* _Brief_: In the records that follow, find each line containing "written" and copy it.

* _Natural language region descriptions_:
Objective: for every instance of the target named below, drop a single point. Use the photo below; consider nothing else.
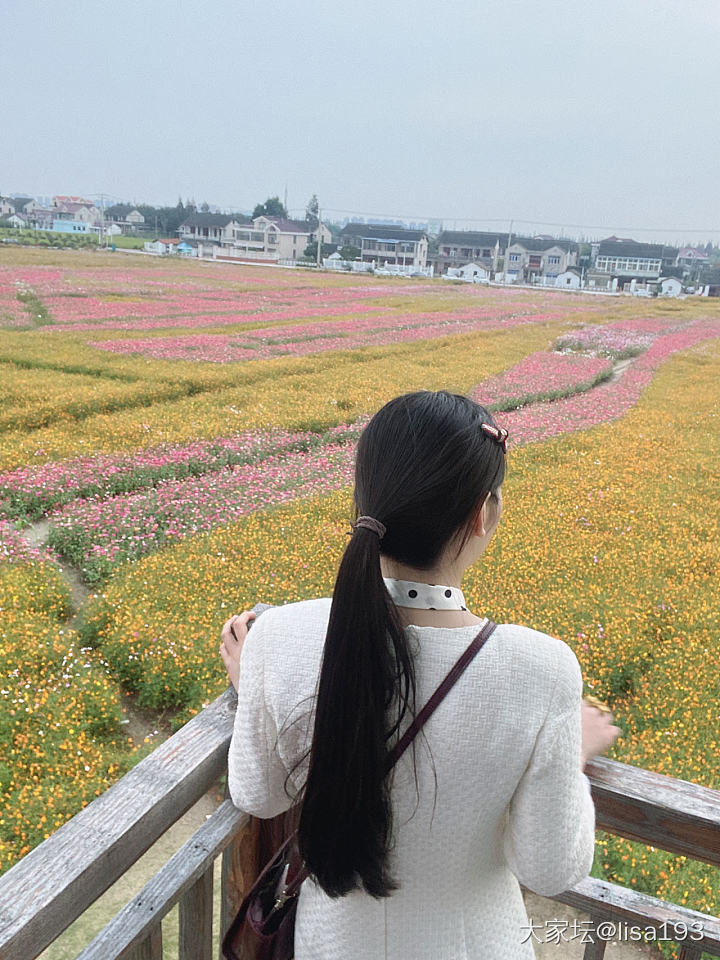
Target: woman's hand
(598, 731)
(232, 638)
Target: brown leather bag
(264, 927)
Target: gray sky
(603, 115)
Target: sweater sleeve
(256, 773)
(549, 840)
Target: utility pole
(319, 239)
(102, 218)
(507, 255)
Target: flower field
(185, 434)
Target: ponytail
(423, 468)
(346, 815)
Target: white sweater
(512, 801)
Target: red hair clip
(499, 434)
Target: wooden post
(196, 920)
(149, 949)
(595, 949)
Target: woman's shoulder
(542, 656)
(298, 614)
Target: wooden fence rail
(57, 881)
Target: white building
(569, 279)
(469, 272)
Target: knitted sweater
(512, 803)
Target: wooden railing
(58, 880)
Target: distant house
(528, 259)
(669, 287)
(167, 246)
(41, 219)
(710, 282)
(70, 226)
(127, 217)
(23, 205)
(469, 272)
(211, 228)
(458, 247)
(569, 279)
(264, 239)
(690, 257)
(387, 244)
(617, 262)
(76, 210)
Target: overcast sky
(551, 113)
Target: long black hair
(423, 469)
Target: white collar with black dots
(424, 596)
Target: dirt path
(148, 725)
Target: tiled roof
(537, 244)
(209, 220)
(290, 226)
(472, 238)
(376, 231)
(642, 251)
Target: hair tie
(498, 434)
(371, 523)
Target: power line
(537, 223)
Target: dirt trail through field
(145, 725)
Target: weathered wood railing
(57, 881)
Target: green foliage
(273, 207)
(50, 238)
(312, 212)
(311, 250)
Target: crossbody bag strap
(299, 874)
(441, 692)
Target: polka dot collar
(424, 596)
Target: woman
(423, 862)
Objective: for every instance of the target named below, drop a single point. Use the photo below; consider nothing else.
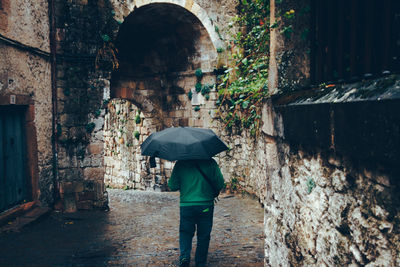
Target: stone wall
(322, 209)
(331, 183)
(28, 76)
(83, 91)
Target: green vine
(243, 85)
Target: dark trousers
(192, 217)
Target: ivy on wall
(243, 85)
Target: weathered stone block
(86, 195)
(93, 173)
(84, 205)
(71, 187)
* * *
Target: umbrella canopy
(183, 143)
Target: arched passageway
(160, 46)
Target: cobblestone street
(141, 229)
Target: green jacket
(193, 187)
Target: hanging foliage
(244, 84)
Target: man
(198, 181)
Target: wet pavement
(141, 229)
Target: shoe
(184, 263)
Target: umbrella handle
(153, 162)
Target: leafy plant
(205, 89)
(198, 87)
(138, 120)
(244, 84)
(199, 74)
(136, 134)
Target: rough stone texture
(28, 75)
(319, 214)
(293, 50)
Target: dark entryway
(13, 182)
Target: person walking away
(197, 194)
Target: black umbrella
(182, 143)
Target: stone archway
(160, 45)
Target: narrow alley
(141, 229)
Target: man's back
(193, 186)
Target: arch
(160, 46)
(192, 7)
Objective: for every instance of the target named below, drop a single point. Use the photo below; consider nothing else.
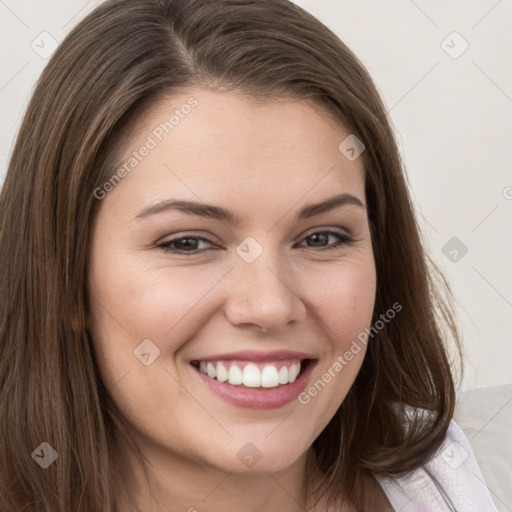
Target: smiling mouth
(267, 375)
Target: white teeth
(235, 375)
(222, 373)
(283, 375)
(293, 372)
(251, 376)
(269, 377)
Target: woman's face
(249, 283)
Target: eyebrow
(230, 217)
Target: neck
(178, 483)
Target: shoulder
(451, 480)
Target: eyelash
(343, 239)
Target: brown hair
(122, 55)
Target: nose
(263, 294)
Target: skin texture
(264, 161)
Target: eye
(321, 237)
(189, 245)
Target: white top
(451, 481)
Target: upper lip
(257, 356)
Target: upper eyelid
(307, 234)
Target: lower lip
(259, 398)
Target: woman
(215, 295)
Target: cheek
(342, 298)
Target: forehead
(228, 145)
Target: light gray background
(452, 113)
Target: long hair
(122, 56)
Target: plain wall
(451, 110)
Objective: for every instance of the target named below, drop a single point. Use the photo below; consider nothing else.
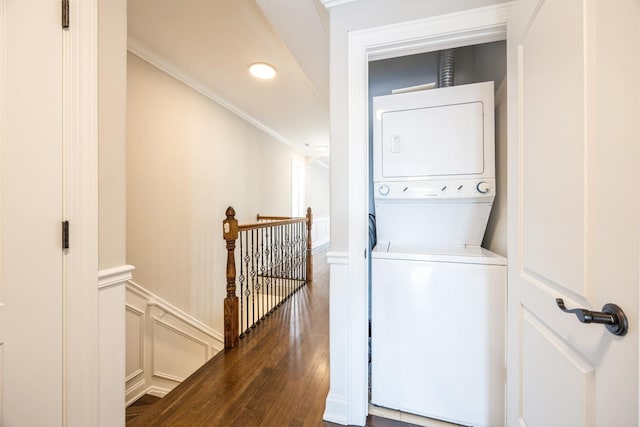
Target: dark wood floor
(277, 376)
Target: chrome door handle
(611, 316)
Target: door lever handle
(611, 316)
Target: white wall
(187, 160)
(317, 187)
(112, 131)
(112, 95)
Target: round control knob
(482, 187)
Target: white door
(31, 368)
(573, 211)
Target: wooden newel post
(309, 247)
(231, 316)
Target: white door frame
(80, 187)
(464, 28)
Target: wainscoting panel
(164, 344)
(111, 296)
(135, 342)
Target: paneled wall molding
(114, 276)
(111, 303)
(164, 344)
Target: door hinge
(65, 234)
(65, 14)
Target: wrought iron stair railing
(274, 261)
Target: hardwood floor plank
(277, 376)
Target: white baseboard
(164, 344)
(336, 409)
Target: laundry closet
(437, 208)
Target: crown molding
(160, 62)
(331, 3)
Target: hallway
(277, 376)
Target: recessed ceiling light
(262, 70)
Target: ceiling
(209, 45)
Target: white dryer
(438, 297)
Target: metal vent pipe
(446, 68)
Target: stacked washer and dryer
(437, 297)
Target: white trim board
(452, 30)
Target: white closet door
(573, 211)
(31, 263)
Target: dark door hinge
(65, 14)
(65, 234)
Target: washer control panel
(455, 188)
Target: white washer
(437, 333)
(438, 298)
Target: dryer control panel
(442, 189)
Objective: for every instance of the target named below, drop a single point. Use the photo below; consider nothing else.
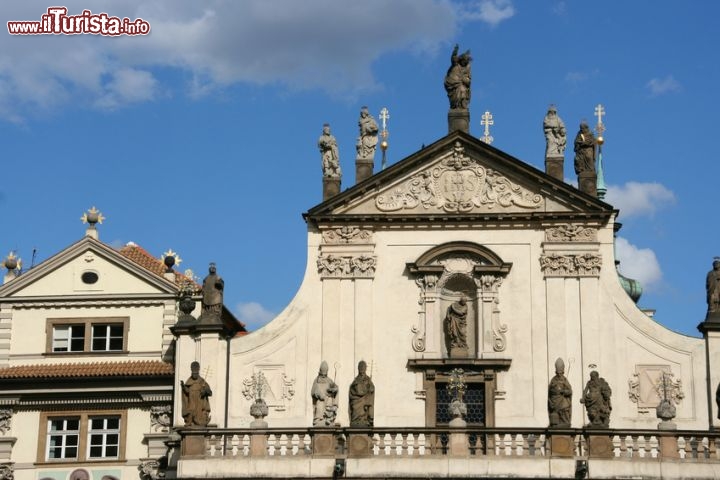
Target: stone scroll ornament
...
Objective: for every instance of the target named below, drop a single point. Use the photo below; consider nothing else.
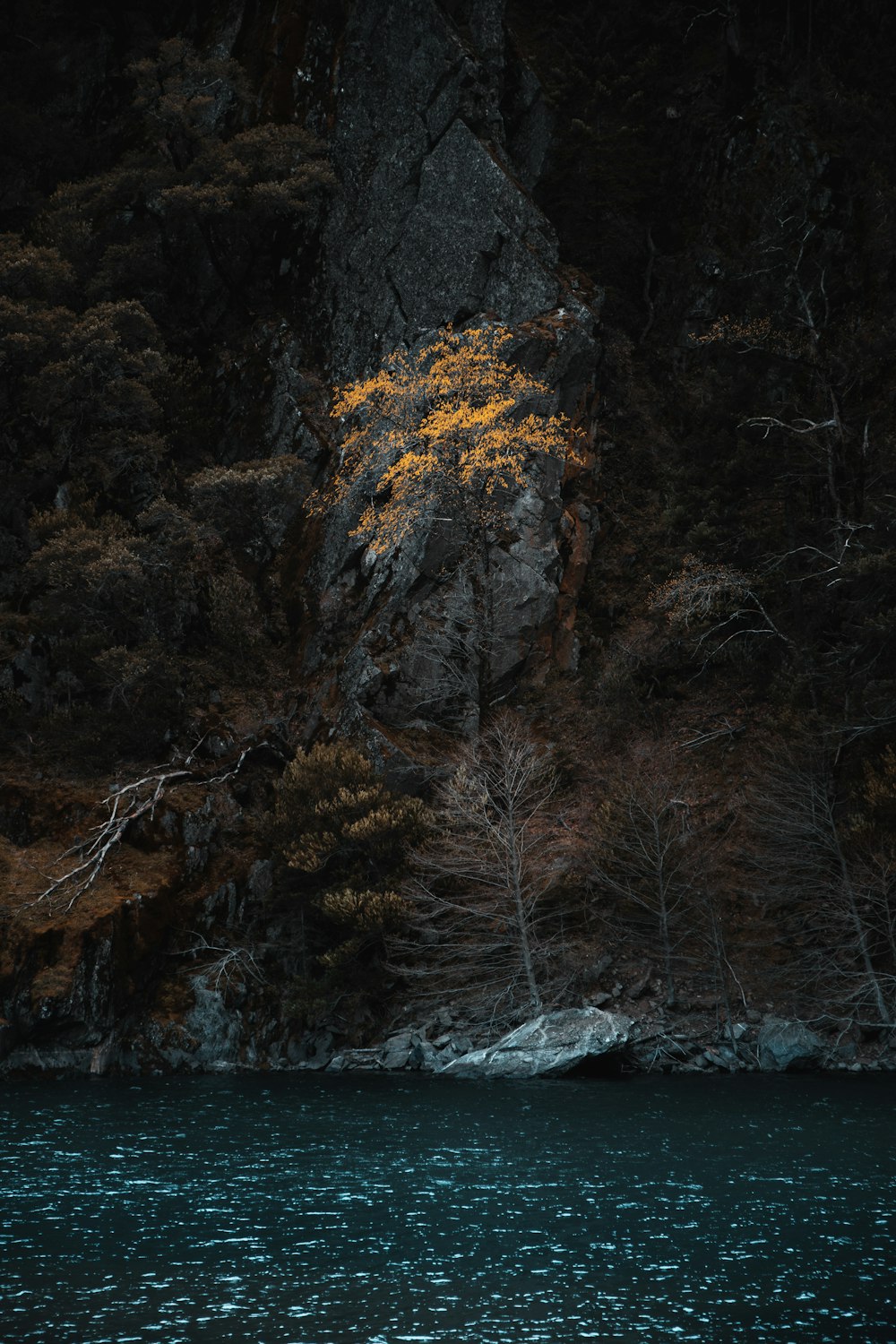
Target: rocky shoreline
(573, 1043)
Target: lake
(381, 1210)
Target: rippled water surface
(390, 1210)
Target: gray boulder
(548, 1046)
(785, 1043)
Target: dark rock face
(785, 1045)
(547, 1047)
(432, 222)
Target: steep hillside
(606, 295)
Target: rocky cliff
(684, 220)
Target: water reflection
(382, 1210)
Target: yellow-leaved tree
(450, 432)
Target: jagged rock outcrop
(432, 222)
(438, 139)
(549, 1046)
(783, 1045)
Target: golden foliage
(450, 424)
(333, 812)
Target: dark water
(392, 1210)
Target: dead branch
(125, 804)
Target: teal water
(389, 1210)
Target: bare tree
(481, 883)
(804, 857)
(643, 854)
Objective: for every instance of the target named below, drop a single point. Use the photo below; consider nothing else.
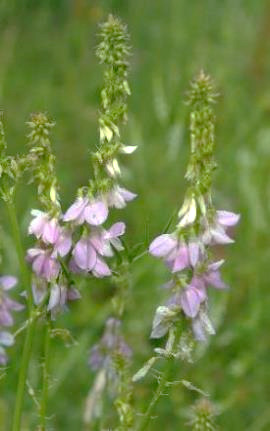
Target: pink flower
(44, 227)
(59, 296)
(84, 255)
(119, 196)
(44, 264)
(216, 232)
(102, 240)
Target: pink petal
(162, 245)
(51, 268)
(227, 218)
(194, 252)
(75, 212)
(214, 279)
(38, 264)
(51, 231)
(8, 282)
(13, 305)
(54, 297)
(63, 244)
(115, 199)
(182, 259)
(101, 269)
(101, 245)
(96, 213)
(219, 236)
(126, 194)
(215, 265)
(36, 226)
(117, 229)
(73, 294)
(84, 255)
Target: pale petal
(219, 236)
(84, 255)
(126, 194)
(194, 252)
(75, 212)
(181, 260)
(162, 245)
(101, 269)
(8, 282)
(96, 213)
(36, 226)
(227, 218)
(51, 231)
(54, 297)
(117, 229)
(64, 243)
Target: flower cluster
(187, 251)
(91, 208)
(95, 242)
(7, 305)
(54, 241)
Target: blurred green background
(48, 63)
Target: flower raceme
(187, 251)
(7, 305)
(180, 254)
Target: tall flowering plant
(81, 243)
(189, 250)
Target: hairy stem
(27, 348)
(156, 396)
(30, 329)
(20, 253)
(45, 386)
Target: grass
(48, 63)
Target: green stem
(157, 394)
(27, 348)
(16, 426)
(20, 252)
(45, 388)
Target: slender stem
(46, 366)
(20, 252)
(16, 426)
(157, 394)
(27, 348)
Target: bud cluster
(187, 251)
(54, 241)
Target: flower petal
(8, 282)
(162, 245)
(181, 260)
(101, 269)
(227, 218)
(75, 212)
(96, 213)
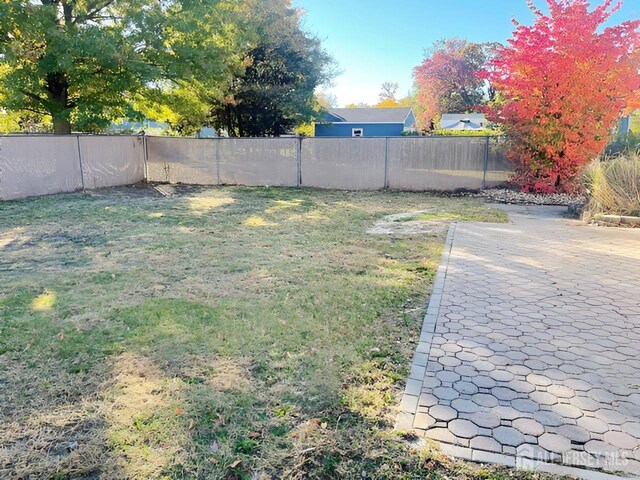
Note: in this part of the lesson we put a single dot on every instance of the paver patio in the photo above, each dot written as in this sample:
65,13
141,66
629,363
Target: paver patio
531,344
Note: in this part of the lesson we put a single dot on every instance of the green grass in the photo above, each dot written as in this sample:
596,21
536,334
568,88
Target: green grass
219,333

* _Exercise result_:
Note: in this part of the lesson we put a single dot on every instance of the paver patio in the photo above, each dot written as in this sample:
Note: in this part of the lesson we put a single dot on every instance of the green grass in the photo above, each dot written as in this sample:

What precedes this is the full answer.